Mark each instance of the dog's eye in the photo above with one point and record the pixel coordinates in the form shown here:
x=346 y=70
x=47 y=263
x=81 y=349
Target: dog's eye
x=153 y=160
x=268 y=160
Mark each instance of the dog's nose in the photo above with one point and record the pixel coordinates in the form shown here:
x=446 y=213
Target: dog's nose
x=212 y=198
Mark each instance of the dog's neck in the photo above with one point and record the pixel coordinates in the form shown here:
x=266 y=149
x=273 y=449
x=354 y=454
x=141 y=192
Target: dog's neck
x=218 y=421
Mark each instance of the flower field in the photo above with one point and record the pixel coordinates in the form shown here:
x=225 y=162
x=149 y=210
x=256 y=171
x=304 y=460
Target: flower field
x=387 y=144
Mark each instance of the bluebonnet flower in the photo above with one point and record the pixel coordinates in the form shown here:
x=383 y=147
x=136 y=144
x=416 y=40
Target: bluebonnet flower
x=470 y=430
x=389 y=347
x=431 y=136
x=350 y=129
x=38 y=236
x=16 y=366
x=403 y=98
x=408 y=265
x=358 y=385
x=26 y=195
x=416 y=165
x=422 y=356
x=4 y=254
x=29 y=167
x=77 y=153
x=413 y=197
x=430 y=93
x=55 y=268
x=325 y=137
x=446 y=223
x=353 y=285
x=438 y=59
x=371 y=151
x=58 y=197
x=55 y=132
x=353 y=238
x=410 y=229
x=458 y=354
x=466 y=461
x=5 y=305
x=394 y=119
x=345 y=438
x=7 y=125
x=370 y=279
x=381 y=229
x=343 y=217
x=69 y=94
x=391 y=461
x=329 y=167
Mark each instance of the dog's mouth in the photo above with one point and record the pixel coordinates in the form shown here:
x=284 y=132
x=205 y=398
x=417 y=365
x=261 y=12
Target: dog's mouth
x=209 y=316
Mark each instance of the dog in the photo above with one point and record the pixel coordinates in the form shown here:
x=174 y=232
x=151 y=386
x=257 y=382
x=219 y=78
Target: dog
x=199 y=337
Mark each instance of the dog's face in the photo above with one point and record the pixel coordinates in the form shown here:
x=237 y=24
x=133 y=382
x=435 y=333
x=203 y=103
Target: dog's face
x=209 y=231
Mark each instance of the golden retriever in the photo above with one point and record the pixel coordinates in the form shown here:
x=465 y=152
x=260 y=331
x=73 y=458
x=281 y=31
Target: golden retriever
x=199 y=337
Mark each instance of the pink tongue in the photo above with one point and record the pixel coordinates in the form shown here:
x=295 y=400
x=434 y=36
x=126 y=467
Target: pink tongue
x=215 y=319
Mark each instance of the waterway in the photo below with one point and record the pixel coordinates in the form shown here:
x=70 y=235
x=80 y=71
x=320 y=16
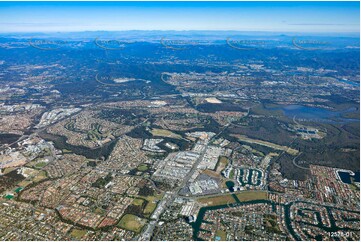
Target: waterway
x=346 y=177
x=197 y=224
x=314 y=113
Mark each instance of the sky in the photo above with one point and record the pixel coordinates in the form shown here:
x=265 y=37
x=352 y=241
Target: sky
x=318 y=17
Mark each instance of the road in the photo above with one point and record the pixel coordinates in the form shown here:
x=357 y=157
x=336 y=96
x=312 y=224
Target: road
x=148 y=231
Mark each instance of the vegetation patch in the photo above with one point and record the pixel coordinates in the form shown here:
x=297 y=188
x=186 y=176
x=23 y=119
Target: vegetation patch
x=132 y=223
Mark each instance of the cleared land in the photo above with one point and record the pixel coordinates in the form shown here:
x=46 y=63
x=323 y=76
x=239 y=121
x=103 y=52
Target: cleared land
x=165 y=133
x=266 y=143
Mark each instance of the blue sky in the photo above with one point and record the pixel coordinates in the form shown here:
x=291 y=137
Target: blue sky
x=243 y=16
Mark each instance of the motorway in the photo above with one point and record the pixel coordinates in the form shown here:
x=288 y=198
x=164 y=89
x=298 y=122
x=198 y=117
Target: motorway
x=148 y=231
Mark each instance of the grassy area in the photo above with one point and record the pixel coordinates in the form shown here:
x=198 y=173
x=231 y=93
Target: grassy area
x=245 y=196
x=40 y=165
x=222 y=163
x=40 y=176
x=142 y=167
x=270 y=224
x=148 y=210
x=165 y=133
x=266 y=143
x=138 y=202
x=151 y=205
x=132 y=223
x=221 y=234
x=218 y=200
x=78 y=233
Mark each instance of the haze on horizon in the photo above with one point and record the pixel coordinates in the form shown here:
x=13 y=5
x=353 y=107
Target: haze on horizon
x=311 y=17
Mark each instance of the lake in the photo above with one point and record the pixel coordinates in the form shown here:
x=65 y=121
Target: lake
x=313 y=113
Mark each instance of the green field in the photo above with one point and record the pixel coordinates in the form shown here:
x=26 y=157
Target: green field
x=132 y=223
x=78 y=233
x=138 y=202
x=142 y=167
x=165 y=133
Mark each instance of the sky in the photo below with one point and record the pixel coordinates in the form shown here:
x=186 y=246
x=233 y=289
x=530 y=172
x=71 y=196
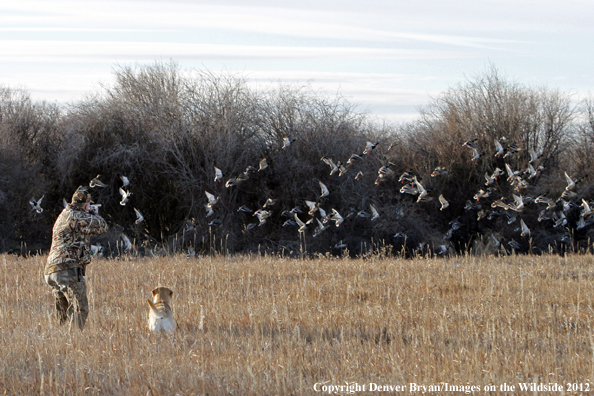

> **Exercise goal**
Each of the lines above should be transcribed exactly; no image is to be copied.

> **Answer box**
Mark each instance of the dog's eye in the photo above with one point and record the pixel coordinates in the form shown here:
x=346 y=70
x=47 y=263
x=81 y=349
Target: dog's eye
x=153 y=160
x=268 y=160
Mark each instance of the dog's nose in the photo above with one point and record the pixel coordinates in the form shown here:
x=446 y=213
Target: dog's nose
x=212 y=198
Mark each instance of the dog's neck in the photo above with one point and record the pixel coordinates in the form shown here:
x=266 y=149
x=273 y=449
x=354 y=454
x=141 y=192
Target: dog's neck
x=218 y=421
Mark each instance of the flower field in the photo above with one point and record the pixel coordinates in the form shown here:
x=225 y=162
x=149 y=210
x=256 y=171
x=304 y=460
Target: flower field
x=387 y=144
Mark each instance of the bluebonnet flower in the photo above with one point and record the pixel coordinates in the form shown here:
x=383 y=147
x=136 y=144
x=416 y=40
Target: bluebonnet flower
x=470 y=430
x=389 y=347
x=431 y=136
x=350 y=129
x=38 y=236
x=16 y=366
x=403 y=98
x=408 y=265
x=358 y=385
x=26 y=195
x=416 y=165
x=422 y=356
x=4 y=254
x=29 y=167
x=77 y=153
x=413 y=197
x=430 y=93
x=55 y=268
x=325 y=137
x=446 y=223
x=353 y=285
x=438 y=59
x=371 y=151
x=58 y=197
x=55 y=132
x=353 y=238
x=410 y=229
x=458 y=354
x=466 y=461
x=5 y=305
x=394 y=119
x=345 y=438
x=7 y=125
x=370 y=279
x=381 y=229
x=343 y=217
x=69 y=94
x=391 y=461
x=329 y=167
Mark each instance of the dog's mouth in the photo above with one point and record the pixel coordinates in the form shown here:
x=284 y=132
x=205 y=398
x=417 y=365
x=261 y=12
Target: dog's mouth
x=209 y=316
Mark each instance of the dog in the photo above with one point and record the pixel coordinates in the form shown here:
x=174 y=232
x=151 y=386
x=257 y=382
x=219 y=78
Target: dog
x=199 y=337
Mark each instance of the dog's face in the photo above with one point and record the pixel coordinates in the form shown here:
x=237 y=24
x=133 y=382
x=435 y=333
x=203 y=103
Target: dog's face
x=209 y=231
Mark each instance of the golden retriever in the photo above with one point and record the pixel coordinates in the form shown here:
x=465 y=152
x=260 y=331
x=73 y=458
x=281 y=31
Target: golden retriever
x=199 y=337
Mark each instance of the pink tongue in the photo above with one point and record the pixel coordinates in the form shown here:
x=295 y=400
x=434 y=36
x=126 y=467
Target: pink tongue
x=215 y=319
Mark each instance of the waterway in the photo below with one point and record the pixel coordinates in the form shown here:
x=70 y=235
x=80 y=71
x=320 y=16
Target: waterway
x=346 y=177
x=197 y=224
x=314 y=113
Mark each instance of the sky in the photo above with one point and record the pixel coordinates in the form shown here:
x=265 y=37
x=352 y=241
Target: sky
x=318 y=17
Mark each instance of the road in the photo above with one point and record the pixel coordinates in the form shown here:
x=357 y=157
x=336 y=96
x=312 y=224
Target: road
x=148 y=231
Mark each instance of the vegetation patch in the photo above with one point and record the pixel coordinates in the form shown here:
x=297 y=188
x=186 y=176
x=23 y=119
Target: vegetation patch
x=132 y=223
Mark each instance of the cleared land in the photo above with one point and record the pixel coordinates in the form shown here:
x=46 y=63
x=323 y=76
x=239 y=121
x=103 y=52
Target: cleared land
x=165 y=133
x=266 y=143
Mark each instance of the blue sky in the photo above with one point and record the pixel coordinates in the form shown here:
x=291 y=137
Target: blue sky
x=243 y=16
Mark each instance of the motorway in the photo above with one point and record the pixel coordinates in the form shown here:
x=288 y=198
x=164 y=89
x=298 y=122
x=198 y=117
Target: motorway
x=148 y=231
Mark each instance of the grassy area in the photo above with one point and record the pixel coordinates in the form shown here:
x=198 y=173
x=231 y=93
Target: grassy area
x=245 y=196
x=40 y=165
x=222 y=163
x=40 y=176
x=142 y=167
x=270 y=224
x=148 y=210
x=165 y=133
x=266 y=143
x=138 y=202
x=151 y=205
x=132 y=223
x=221 y=234
x=218 y=200
x=78 y=233
Mark each instance of the haze on horizon in the photo above with one point and record the pixel coordinates in the form shown here:
x=13 y=5
x=353 y=107
Target: haze on horizon
x=311 y=17
Mark each instance of the lake in the photo above with one point and record the pixel coordinates in the form shown here:
x=65 y=121
Target: lake
x=313 y=113
Mark each instance of the green field in the photo above with one point and record the pixel coordinates in the form shown here:
x=26 y=157
Target: green field
x=132 y=223
x=78 y=233
x=138 y=202
x=142 y=167
x=165 y=133
Mark each instance of the sky in the photo below with one point and record the pixel coordinates in the form shown here:
x=186 y=246
x=233 y=289
x=530 y=172
x=71 y=196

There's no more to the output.